PROBLEMS:
#1 Please set down, word for word, the part of the letter on American jobs and China from "Why doesn’t the" to "driving up prices.".
#2 Summarize the letter on American jobs and China in two sentences.
──────── PASSAGE TO READ
Thinking Ahead?Letter from Chaille: Nightmare of the Waking Dragon

My father recently attended a meeting and rally sponsored by Potomac Supply Corp., a major pallet and treated lumber operation in Kinsale, Va. One of the hot topics driven home at the event was the loss of American manufacturing jobs to overseas markets, especially China.

Senator Charles R. Hawkins of the VA State Senate talked about how the United States actually had a small trade surplus with China in 1985. But that has all changed over the past twenty years as the trade deficient with China has soared to an estimated $200 billion in 2005.

Why doesn’t the government act to reverse the mass exodus of American manufacturing? Well, there do not appear to be any easy answers. Slapping tariffs on China isn’t likely to do much good. Multi-national corporations would just send the factories to other low-cost manufacturing countries. Putting tariffs on too many countries would cause significant reprisals taking us away from the policy of encouraging free markets. Tariffs would hurt American consumers by driving up prices.

The United States has become a victim of its own success and standards. As the U.S. standard of living has increased, so have the costs to produce goods here. The United States has more stringent government regulations than many other places in the world, which causes some companies to move operations offshore.
────────────────
──────── DATA EXCERPTS
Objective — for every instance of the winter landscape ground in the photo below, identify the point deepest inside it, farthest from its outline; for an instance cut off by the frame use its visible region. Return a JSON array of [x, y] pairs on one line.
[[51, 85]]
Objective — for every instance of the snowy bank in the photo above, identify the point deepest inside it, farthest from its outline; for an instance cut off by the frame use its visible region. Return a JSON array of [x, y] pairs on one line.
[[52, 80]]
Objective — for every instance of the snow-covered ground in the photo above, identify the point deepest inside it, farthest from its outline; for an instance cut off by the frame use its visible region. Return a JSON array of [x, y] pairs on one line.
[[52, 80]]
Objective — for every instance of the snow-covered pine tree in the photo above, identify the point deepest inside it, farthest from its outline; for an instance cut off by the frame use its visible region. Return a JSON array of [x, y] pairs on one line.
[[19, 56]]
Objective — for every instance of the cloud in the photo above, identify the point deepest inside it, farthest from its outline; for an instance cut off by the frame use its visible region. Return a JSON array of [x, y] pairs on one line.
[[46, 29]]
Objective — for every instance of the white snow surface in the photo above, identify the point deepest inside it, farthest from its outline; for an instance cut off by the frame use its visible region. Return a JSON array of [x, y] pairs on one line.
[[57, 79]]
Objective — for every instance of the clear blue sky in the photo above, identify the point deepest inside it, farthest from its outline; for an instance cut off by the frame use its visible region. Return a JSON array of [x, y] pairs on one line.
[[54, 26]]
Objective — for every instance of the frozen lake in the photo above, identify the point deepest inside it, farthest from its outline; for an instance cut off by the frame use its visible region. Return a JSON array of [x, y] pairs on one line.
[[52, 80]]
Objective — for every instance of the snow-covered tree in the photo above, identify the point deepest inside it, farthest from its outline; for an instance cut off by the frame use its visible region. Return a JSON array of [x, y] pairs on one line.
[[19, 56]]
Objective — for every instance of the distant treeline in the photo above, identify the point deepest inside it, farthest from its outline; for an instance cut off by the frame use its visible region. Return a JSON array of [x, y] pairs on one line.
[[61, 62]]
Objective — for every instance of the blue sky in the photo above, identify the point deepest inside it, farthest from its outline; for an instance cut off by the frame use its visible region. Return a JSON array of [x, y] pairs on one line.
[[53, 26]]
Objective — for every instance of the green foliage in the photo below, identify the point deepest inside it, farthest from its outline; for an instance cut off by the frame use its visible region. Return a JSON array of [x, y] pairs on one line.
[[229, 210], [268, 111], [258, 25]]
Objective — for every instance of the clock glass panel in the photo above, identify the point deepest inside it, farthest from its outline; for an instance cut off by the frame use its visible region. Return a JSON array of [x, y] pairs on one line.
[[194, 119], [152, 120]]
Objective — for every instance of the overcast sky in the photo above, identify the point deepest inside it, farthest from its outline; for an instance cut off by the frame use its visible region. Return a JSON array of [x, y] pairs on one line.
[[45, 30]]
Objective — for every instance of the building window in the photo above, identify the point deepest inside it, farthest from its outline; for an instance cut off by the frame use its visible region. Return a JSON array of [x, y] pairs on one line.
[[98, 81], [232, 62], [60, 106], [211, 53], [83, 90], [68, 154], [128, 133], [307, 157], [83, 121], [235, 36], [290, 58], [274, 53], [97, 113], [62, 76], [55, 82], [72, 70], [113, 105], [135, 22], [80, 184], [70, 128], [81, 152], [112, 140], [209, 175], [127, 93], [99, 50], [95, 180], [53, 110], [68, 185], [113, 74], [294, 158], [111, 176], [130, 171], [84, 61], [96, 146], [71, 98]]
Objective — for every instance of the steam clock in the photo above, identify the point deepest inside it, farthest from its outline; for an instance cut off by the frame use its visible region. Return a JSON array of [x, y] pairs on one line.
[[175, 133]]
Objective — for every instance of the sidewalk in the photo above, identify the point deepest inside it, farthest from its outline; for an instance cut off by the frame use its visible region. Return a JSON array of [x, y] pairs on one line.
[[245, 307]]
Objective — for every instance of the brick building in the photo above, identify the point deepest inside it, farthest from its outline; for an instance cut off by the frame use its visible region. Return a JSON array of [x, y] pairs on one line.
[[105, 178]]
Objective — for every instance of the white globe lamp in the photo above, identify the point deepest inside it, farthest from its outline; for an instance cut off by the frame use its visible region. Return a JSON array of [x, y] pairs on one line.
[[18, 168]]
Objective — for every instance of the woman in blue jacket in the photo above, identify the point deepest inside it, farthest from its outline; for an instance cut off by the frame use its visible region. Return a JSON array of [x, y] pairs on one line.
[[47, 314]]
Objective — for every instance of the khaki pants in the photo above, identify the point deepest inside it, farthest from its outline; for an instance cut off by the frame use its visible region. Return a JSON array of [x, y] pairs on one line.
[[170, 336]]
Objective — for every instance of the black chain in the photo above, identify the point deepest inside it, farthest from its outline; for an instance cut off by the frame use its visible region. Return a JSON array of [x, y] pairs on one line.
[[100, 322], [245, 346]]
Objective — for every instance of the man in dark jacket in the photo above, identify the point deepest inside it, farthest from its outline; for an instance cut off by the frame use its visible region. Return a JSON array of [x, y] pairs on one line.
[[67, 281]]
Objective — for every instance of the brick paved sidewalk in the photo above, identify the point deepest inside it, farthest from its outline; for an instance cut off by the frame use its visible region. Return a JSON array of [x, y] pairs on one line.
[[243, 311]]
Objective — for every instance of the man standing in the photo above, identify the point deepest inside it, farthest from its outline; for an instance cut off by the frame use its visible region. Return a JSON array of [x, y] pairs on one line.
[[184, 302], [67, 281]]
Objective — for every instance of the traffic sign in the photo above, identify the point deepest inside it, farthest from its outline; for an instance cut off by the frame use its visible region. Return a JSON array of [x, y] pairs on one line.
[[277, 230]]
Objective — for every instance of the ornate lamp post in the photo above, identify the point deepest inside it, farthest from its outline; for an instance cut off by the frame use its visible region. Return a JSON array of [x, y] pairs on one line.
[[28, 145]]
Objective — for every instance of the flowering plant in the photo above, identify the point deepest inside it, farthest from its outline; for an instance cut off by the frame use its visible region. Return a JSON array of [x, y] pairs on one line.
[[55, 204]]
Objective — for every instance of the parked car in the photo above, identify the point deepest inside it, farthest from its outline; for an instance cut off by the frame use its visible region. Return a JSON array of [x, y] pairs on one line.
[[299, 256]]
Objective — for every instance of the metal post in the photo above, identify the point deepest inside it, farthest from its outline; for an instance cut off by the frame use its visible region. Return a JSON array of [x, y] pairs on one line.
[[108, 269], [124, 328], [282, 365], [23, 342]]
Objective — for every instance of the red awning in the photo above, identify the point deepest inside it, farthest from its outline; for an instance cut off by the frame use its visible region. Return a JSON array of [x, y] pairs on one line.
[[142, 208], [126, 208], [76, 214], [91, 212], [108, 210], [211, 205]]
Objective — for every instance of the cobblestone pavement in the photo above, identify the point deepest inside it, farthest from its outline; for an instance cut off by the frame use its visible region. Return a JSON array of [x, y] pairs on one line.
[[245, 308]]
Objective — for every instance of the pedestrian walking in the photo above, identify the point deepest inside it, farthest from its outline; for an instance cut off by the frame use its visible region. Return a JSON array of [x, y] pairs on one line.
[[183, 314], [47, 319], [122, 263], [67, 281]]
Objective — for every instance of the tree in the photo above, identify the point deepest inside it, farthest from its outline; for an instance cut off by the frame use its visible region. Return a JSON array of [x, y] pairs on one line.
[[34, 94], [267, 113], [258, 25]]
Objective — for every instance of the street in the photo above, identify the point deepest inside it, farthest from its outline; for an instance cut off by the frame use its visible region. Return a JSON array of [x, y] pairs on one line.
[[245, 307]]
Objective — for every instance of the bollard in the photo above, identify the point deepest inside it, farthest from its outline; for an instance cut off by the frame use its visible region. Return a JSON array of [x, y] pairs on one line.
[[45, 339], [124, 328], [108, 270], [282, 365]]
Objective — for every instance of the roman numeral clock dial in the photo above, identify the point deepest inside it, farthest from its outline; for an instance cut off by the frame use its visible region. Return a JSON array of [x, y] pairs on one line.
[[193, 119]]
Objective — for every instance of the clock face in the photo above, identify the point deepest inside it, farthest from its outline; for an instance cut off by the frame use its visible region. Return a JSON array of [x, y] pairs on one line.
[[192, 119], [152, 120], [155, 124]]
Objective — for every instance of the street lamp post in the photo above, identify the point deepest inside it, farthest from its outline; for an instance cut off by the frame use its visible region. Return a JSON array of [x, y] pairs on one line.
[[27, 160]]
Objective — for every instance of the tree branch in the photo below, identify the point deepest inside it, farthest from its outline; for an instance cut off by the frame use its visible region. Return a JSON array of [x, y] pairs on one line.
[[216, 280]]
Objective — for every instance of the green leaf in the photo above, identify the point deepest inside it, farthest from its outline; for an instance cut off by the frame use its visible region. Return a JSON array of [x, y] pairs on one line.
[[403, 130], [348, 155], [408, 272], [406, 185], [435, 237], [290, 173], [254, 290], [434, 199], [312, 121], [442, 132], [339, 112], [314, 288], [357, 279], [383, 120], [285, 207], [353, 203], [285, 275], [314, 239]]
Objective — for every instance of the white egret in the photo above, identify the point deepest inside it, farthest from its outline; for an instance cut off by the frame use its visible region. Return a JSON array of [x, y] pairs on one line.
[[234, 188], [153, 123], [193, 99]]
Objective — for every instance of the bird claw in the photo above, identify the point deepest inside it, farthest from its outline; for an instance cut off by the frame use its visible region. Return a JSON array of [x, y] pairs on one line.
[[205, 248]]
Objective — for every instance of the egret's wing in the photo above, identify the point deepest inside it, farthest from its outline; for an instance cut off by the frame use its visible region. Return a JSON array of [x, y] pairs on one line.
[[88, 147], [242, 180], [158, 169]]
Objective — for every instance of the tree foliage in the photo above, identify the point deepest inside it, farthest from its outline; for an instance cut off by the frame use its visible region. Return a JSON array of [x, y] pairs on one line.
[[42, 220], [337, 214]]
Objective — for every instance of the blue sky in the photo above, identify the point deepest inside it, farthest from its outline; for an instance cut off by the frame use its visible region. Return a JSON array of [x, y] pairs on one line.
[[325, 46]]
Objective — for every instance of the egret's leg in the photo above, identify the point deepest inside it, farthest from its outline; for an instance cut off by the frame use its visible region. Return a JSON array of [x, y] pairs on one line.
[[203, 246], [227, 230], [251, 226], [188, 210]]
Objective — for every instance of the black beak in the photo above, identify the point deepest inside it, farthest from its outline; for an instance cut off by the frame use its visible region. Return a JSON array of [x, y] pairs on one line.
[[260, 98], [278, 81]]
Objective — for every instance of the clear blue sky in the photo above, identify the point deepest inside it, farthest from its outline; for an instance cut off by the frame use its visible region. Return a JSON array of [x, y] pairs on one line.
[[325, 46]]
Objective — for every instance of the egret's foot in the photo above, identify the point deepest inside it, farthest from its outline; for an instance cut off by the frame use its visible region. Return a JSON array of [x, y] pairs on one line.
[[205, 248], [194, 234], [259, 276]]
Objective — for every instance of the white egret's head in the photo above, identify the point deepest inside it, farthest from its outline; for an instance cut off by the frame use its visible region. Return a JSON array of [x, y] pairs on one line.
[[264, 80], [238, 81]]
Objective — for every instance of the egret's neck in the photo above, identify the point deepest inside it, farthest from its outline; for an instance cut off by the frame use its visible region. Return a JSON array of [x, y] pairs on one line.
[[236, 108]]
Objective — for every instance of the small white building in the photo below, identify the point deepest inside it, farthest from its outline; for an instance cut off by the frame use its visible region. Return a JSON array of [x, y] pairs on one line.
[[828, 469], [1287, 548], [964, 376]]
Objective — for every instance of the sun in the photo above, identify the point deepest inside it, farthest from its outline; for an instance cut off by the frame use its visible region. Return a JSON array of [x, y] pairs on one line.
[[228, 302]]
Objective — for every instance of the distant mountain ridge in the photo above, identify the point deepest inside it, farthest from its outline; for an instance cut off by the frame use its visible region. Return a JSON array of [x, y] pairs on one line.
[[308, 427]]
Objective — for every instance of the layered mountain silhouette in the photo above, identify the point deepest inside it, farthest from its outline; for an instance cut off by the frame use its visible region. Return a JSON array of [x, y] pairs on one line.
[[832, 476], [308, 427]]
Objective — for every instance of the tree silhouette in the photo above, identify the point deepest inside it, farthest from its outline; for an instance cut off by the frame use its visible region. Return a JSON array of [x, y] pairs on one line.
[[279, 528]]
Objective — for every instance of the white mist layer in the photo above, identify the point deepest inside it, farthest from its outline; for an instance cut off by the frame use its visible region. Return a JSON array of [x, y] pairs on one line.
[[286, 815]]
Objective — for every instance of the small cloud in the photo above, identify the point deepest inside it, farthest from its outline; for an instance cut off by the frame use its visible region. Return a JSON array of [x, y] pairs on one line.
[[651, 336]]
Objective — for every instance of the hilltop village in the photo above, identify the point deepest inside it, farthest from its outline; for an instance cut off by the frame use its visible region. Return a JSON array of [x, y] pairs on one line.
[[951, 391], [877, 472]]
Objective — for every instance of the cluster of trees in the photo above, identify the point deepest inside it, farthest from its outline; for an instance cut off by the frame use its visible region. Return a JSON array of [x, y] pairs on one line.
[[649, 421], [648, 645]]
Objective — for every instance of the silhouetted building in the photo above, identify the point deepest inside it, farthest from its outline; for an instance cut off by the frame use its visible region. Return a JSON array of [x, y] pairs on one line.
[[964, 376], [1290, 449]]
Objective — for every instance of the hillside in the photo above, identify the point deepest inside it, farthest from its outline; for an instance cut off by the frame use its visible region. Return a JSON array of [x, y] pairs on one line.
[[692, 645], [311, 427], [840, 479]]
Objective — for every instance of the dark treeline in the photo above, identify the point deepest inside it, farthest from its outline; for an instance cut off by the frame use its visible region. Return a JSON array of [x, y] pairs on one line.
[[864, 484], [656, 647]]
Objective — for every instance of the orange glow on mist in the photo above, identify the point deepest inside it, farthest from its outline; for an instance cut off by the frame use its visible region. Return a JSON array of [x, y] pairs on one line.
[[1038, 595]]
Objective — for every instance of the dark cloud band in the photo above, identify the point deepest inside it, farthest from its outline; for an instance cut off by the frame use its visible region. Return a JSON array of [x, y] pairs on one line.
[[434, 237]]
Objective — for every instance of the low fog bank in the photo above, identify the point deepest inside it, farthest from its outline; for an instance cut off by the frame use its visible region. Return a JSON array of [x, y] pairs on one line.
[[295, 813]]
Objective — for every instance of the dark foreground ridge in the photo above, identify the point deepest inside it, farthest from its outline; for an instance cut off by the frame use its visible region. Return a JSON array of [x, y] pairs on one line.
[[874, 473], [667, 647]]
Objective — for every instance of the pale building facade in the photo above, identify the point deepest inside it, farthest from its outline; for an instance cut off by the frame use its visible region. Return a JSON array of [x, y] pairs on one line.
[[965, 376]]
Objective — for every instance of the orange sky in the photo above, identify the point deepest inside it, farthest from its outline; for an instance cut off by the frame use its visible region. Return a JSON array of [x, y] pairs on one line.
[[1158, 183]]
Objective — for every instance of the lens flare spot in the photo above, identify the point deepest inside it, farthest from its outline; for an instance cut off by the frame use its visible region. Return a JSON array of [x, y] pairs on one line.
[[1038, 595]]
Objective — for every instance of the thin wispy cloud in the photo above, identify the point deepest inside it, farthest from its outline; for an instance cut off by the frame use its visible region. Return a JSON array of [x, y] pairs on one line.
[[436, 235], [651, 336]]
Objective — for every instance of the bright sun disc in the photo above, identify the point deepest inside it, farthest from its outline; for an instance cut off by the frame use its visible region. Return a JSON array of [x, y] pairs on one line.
────────────────
OUTPUTS BY TASK:
#1
Why doesn’t the government act to reverse the mass exodus of American manufacturing? Well, there do not appear to be any easy answers. Slapping tariffs on China isn’t likely to do much good. Multi-national corporations would just send the factories to other low-cost manufacturing countries. Putting tariffs on too many countries would cause significant reprisals taking us away from the policy of encouraging free markets. Tariffs would hurt American consumers by driving up prices.

#2 At a rally sponsored by Potomac Supply Corp., where the loss of American manufacturing jobs to China was a central topic, a Virginia state senator noted that the small U.S. trade surplus with China in 1985 had become a deficit estimated at $200 billion by 2005. The letter says there are no easy fixes, since tariffs would send factories to other low-cost countries, provoke reprisals and raise consumer prices, while rising U.S. production costs and stricter regulations push companies offshore.